* Assignment: Return, from the data below, each line that contains the word "Target".

* Material for the task:
══════════════════════════════
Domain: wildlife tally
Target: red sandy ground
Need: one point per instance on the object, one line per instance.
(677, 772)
══════════════════════════════
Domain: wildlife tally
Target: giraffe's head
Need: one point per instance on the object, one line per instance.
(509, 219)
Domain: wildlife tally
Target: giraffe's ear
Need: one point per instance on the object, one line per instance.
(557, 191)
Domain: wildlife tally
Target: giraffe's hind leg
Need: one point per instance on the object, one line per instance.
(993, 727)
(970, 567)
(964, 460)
══════════════════════════════
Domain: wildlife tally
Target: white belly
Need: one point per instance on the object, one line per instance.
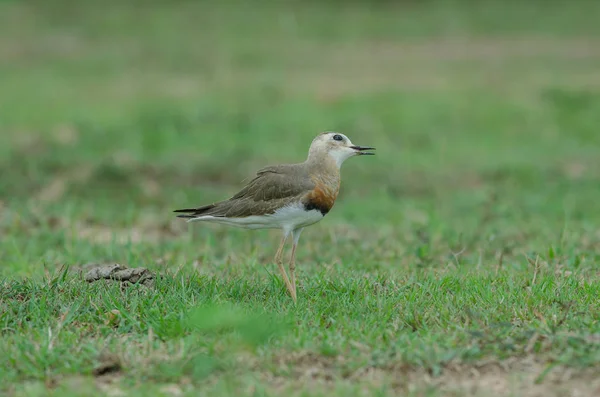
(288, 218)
══════════════════════════════
* Exercise response:
Target: red sandy ground
Target: giraffe's head
Target: giraffe's ear
Target: giraffe's hind leg
Target: white belly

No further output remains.